## [DIRECTIONS]
A – In the mailing-list reply on Oracle memory use under Windows and Linux, which command shows the shared memory in the system?
B – Resume the mailing-list reply on Oracle memory use under Windows and Linux, continuing after its final sentence.

--- start PASSAGE SHOWN ---

Re: RHEL memory questions

  • From: De DBA <dedba@xxxxxxxxxx>
  • To: oracle-l@xxxxxxxxxxxxx, dramirezr@xxxxxxxxx
  • Date: Thu, 01 Oct 2015 14:23:45 +1000

Sorry, I did not realise there was a second question..

At least up to Windows 2008, Oracle on Windows has to operate within one
process memory area and all processes, including dedicated server connections,
are threads consuming space in this memory area. This used to be limited to 3GB
user memory + 1GB kernel memory, regardless of the total amount of memory
installed in the system, but that may have changed.

In Linux/UNIX systems the oracle processes can use shared memory and don't have to limit
themselves to one process memory area.The SGA is allocated as shared memory and the
oracle processes run as separate processes, rather than threads. Each process that
connects to the shared memory has the size of that memory added to the total process
memory as reported by ps(1) or top(1). You can see the shared memory in the system with
"ipcs -m".

--- end PASSAGE SHOWN ---
--- start DATA SHOWN ---

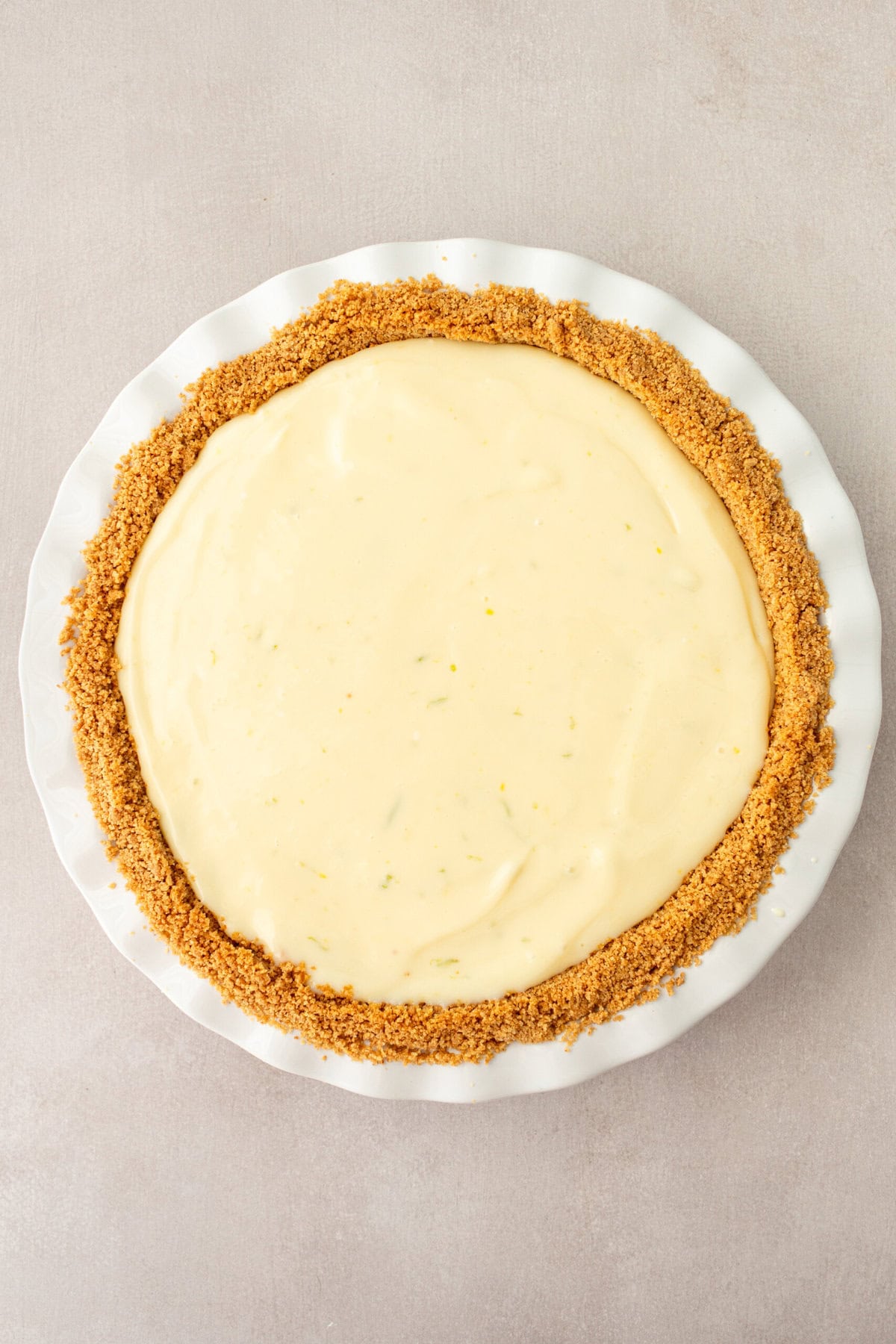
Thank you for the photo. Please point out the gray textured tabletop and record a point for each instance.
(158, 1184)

--- end DATA SHOWN ---
--- start DATA SHOWN ---

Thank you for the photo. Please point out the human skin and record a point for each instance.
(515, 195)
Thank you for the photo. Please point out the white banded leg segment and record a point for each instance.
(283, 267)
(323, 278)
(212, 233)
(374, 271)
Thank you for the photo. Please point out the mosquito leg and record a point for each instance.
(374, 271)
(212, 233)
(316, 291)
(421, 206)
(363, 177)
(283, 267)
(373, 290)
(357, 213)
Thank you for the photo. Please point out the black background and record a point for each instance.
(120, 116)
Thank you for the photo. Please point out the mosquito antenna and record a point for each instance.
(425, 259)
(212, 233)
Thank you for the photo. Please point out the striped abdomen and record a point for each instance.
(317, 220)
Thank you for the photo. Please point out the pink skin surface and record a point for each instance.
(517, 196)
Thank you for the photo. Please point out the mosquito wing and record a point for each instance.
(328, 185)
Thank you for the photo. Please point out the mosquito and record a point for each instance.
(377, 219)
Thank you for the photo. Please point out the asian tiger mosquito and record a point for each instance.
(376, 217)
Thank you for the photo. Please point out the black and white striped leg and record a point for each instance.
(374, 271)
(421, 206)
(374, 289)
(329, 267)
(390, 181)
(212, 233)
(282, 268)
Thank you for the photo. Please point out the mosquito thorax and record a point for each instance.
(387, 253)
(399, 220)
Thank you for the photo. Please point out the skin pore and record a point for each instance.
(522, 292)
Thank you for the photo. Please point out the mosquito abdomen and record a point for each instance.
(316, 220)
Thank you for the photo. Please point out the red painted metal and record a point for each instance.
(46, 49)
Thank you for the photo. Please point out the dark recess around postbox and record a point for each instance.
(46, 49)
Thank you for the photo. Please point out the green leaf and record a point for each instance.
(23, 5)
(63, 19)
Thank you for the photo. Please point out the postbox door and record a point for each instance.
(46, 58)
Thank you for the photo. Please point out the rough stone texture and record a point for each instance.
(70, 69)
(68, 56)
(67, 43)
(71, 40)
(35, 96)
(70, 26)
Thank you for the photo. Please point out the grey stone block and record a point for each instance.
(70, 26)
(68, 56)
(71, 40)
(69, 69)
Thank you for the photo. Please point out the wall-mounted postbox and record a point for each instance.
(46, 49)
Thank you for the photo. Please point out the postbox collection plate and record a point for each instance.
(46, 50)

--- end DATA SHOWN ---

## [ANSWERS TO THE EXERCISE]
A – The command is "ipcs -m".

B –
As a result, if you were to summarise the memory (virtual memory) for each
process, you could well end up with a figure that is much bigger than the total
available memory! Personally, I've always found that querying the database to
find the total memory used (v$process, v$sgastat) is much easier ;)

You limit the memory consumed by tweaking the size of the SGA and PGA, just as
you would in Windows. The difference is that the number of user processes does
not impinge on the memory available to Oracle as a whole (supposing that enough
system memory exists, of course).

Cheers,
Tony

On 01/10/15 13:48, De DBA wrote:

Hi David,

Yes this is normal. As an aside, you may be losing important detail by using the
"-g" switch on the free(1) utility. On my workstation:

$ free -tg
total used free shared buffers cached
Mem: 7 5 1 0 0 3
-/+ buffers/cache: 1 5
Swap: 0 0 0
Total: 8 5 2

There is no swap at all...! Of course there is, but it's just under 1 GB:

$ free -th
total used free shared buffers cached
Mem: 7.3G 5.8G 1.5G 0B 237M 3.8G
-/+ buffers/cache: 1.8G 5.5G
Swap: 972M 16M 956M
Total: 8.3G 5.9G 2.4G

In monitoring scripts it may be useful to use the -m switch, or just keep the
default output (kB on my system).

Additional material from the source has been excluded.